[Input for this task]
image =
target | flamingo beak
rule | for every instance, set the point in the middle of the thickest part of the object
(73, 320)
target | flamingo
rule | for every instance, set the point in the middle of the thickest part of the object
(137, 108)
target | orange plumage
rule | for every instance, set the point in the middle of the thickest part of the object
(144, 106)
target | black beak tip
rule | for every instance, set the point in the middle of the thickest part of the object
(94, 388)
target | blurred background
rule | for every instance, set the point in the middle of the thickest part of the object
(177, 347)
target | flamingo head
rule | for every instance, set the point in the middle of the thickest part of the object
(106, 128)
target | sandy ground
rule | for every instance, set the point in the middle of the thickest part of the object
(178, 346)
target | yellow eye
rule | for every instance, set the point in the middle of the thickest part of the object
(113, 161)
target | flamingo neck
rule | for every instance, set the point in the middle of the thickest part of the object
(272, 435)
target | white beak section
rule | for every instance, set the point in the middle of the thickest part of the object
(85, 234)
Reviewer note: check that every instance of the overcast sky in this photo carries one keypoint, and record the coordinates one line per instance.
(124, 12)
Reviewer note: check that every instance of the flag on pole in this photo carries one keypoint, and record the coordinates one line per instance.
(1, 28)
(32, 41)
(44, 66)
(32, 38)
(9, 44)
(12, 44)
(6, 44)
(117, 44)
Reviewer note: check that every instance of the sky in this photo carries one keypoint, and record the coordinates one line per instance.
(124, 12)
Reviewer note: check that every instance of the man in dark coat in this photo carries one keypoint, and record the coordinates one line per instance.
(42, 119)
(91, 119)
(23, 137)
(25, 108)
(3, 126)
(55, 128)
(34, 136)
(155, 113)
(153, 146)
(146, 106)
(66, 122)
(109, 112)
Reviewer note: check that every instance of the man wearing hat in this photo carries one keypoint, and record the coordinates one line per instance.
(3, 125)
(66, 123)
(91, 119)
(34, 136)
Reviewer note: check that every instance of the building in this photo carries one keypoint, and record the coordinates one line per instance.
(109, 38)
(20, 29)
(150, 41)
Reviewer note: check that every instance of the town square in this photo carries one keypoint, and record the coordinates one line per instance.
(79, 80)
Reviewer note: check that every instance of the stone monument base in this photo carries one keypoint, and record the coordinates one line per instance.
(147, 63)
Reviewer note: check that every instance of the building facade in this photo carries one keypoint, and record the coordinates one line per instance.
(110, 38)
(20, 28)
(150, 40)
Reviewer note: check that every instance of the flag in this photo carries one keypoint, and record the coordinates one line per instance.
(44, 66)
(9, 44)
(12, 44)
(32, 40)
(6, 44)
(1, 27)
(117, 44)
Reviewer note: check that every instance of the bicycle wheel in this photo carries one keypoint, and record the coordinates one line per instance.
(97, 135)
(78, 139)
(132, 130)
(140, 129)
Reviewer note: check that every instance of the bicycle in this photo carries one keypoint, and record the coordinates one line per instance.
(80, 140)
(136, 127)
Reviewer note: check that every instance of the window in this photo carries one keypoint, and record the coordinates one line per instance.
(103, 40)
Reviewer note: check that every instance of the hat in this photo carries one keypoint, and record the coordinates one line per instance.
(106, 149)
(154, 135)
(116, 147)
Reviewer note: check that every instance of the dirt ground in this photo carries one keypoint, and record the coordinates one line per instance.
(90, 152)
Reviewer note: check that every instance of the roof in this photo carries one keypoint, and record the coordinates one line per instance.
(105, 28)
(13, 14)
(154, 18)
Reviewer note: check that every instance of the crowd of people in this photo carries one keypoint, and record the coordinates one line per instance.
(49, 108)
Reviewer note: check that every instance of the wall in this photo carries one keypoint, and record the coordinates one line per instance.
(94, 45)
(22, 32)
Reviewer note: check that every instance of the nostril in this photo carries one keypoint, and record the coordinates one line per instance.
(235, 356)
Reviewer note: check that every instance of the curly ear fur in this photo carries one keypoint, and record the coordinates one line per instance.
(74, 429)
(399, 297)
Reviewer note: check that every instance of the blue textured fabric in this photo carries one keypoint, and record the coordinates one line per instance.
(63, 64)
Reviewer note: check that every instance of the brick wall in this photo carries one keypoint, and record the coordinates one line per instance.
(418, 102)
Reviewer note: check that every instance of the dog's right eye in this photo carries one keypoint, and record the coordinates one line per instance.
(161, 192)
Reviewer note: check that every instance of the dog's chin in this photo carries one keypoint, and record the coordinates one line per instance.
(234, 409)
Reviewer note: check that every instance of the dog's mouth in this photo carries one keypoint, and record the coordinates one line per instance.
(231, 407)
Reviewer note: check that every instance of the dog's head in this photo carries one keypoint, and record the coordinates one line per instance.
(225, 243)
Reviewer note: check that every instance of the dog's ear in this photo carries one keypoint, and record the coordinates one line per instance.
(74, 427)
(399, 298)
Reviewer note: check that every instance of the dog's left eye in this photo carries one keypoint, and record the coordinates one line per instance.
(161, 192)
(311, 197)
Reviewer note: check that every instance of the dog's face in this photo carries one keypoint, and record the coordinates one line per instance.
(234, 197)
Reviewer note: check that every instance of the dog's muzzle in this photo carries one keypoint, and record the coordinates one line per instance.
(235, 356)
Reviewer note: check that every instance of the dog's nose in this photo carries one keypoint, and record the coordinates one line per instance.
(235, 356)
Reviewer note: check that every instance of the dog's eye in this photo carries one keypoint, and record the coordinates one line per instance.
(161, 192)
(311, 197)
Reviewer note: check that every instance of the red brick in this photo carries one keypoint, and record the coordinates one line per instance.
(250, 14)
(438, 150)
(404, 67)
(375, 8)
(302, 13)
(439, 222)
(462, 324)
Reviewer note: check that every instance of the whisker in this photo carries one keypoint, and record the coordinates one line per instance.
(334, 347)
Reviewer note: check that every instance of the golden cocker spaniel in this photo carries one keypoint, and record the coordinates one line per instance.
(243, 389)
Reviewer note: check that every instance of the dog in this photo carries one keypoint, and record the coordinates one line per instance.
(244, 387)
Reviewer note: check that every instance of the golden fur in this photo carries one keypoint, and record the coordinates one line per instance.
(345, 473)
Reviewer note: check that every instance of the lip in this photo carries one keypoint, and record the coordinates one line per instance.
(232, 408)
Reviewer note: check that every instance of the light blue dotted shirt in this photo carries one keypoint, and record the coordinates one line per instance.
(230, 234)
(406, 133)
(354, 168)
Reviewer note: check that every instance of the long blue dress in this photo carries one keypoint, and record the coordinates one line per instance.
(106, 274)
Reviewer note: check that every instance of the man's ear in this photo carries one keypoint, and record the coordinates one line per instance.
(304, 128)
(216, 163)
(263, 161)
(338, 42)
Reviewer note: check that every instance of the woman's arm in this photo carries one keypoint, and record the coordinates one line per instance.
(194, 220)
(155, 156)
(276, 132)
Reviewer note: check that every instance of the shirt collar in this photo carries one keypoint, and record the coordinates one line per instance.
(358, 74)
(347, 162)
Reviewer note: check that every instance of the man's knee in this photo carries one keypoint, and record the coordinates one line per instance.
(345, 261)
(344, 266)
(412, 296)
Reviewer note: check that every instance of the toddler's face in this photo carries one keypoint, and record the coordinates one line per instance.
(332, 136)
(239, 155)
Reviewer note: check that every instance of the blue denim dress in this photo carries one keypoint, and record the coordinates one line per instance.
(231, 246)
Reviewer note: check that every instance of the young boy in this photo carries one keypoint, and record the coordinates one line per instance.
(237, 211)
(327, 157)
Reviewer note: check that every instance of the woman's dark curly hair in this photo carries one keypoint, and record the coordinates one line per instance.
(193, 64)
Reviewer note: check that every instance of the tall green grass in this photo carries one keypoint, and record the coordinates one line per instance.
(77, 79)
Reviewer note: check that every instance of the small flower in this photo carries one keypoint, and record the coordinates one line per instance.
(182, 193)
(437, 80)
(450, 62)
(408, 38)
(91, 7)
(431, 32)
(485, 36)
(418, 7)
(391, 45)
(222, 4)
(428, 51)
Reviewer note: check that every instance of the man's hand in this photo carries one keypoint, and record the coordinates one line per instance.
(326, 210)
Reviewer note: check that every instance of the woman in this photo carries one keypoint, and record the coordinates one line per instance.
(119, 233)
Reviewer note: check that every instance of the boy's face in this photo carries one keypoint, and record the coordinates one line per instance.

[Exercise] From the line containing "Reviewer note: check that every instance of the blue denim" down to the final line of the data, write out every line exactly; both the first and last of these belong in your answer, and nothing else does.

[The response]
Reviewer note: check that every instance of the blue denim dress in this photo carries one keypoint, and record the coordinates one line per instance.
(231, 246)
Reviewer note: check that every instance of the young boy in this photo carries one keypoint, and record the coordinates one line per instance.
(237, 211)
(327, 157)
Reviewer note: check that every instance of the woman's dark curly hair in this photo carries one keypoint, and record the coordinates one line per instance.
(193, 64)
Reviewer note: check that every instance of the tall green grass in this photo carries one keypoint, and record the coordinates one line per instance.
(77, 79)
Reviewer note: check that every instance of the small flower in this photo carries one keypoint, and record the coordinates one line per instance.
(182, 193)
(437, 80)
(450, 62)
(408, 38)
(91, 7)
(431, 32)
(485, 36)
(418, 7)
(391, 45)
(222, 4)
(428, 51)
Reviewer note: check that every instance of the man's hand in this photo carries one keypoint, and record the coordinates one line per instance.
(326, 210)
Reviewer note: check that every instance of the woman in this photo carries one keypoint, and record the coordinates one line per instance.
(119, 233)
Reviewer note: check that every instance of the boy's face in this photo carries one keypoint, and record the coordinates one line per instance.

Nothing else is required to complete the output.